Starting with the line that contains "the white paper", reproduce each line through the end of the entries exactly as written.

-------- DATA EXTRACT --------

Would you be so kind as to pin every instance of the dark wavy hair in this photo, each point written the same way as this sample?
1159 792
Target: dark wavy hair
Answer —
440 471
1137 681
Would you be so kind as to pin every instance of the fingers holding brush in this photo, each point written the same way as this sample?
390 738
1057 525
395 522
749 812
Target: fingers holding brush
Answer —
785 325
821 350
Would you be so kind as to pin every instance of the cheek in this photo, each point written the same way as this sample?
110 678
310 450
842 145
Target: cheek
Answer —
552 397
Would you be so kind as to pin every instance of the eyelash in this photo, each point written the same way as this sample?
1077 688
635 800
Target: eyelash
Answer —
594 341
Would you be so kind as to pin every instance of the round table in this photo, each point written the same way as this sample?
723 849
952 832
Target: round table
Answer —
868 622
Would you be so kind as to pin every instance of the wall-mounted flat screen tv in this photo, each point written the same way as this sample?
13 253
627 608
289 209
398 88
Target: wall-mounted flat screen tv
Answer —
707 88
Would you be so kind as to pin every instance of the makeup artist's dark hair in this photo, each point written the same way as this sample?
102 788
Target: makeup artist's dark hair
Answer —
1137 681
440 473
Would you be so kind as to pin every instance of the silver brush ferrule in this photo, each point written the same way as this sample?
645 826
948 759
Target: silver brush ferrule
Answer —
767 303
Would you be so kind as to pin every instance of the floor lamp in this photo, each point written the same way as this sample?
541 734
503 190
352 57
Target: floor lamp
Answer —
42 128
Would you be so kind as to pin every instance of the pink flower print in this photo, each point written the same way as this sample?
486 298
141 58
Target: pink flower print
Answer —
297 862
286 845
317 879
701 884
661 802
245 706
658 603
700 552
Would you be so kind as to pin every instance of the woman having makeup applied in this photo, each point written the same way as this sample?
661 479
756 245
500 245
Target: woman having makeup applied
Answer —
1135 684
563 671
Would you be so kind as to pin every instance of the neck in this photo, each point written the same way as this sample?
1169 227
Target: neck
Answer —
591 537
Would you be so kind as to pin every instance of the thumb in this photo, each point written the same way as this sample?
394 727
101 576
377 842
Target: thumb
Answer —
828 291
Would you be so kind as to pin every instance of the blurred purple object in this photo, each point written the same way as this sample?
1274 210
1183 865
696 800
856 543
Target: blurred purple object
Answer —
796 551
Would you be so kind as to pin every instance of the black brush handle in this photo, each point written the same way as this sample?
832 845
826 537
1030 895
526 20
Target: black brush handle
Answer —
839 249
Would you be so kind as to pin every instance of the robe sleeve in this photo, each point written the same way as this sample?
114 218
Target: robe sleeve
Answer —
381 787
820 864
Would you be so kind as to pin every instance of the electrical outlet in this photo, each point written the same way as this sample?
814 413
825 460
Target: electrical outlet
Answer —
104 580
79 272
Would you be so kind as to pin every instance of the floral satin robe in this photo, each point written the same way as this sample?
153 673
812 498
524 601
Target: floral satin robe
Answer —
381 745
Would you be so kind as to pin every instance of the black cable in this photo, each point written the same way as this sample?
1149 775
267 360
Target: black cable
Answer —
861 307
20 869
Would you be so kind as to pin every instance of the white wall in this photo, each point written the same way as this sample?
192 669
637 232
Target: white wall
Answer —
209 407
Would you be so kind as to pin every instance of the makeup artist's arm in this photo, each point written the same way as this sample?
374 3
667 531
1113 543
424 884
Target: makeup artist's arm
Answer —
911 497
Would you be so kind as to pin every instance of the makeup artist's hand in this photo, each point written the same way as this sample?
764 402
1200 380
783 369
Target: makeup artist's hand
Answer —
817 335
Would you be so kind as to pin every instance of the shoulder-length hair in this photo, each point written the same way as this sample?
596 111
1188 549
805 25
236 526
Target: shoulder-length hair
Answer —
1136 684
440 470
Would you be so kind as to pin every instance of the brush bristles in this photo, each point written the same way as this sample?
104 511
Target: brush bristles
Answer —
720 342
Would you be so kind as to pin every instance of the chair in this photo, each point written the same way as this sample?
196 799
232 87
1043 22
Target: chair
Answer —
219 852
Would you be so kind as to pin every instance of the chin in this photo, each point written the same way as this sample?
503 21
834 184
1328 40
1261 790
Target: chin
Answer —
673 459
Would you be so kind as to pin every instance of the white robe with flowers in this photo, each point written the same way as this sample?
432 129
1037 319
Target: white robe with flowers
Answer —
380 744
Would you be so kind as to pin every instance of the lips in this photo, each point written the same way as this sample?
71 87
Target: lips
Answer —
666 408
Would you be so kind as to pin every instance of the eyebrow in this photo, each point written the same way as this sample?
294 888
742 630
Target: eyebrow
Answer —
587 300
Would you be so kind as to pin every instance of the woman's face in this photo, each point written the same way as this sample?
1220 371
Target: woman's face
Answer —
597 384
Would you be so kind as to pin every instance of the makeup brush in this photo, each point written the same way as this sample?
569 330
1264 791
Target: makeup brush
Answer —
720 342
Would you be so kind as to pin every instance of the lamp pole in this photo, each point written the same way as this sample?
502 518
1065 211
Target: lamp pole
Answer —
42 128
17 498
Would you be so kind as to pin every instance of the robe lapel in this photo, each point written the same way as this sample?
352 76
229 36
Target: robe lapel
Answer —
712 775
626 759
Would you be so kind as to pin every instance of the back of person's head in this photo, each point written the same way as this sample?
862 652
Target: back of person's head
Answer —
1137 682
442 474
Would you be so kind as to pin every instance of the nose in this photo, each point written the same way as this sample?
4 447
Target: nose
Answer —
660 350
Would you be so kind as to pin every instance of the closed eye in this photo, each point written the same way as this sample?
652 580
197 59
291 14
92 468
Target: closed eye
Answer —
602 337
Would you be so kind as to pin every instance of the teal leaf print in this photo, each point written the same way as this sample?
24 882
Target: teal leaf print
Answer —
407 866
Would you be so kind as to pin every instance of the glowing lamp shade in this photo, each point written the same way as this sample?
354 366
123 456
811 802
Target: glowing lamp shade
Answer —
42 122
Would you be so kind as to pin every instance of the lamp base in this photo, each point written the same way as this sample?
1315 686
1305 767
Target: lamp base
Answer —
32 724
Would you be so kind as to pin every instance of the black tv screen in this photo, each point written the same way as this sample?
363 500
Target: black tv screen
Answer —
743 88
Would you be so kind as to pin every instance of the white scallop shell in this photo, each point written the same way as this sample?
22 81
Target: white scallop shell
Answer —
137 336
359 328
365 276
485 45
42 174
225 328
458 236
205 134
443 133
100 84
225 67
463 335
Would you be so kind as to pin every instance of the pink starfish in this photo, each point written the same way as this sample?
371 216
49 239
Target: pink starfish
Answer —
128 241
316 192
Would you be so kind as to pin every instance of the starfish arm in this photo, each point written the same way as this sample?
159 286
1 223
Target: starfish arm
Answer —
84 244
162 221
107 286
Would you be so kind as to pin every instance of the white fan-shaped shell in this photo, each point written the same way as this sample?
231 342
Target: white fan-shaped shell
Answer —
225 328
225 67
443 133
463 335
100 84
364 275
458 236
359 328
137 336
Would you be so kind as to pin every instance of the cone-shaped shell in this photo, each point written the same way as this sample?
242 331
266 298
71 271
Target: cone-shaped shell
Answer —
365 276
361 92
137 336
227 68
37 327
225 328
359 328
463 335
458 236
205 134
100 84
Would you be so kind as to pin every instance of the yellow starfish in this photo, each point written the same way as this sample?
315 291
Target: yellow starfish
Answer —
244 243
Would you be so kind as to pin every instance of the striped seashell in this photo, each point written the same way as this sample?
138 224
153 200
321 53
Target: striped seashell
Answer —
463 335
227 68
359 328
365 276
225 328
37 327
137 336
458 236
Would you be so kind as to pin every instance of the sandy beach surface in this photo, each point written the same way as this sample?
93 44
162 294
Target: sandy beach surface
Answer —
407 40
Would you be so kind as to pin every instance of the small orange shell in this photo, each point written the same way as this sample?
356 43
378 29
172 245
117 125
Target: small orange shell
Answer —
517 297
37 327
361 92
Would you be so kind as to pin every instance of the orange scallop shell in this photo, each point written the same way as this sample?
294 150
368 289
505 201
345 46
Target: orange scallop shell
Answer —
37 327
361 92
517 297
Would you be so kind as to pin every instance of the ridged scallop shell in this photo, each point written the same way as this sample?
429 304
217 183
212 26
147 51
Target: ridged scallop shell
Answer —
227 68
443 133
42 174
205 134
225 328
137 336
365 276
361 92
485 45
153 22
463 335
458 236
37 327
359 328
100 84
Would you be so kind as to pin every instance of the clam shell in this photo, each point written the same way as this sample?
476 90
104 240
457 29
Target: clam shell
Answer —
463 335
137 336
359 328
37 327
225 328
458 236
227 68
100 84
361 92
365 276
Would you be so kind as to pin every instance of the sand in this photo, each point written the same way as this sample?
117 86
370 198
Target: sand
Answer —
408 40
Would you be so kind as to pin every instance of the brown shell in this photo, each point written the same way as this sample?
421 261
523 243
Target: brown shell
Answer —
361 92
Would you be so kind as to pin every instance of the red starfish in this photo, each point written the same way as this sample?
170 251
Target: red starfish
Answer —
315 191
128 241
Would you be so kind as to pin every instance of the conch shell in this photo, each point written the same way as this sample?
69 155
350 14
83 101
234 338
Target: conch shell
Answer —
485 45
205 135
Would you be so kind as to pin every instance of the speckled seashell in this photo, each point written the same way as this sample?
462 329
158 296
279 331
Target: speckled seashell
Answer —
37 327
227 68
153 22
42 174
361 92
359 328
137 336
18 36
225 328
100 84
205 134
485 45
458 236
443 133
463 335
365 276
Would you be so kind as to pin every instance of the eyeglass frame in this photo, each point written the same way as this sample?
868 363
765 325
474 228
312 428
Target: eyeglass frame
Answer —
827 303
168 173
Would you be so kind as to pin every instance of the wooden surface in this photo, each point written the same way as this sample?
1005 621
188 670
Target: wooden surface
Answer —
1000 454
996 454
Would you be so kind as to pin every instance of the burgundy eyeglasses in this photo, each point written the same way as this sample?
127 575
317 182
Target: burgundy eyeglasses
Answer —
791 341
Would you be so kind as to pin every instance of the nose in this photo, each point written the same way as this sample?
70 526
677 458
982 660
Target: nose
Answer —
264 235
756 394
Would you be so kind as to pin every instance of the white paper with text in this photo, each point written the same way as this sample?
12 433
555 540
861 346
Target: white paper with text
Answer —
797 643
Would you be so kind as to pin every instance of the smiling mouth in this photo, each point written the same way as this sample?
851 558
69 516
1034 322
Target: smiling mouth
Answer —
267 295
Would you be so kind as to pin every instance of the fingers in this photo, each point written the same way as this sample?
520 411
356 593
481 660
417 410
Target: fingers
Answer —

--------

■ **CORRECT OUTPUT**:
Would you be so kind as to pin every instance of the white paper with text in this photo, each point written the same way as this sample?
12 433
555 540
861 346
Target: white paper with text
Answer —
797 643
Would you be so kind as to pin every instance of the smiling mouth in this photo, each point written the same way as this sample?
851 558
69 516
1034 322
Target: smiling mouth
Answer —
267 295
Would you be so kind as to pin every instance of the fingers in this photo, each point written the same way as this sample?
520 411
356 593
481 660
417 410
Target: fingers
Answer —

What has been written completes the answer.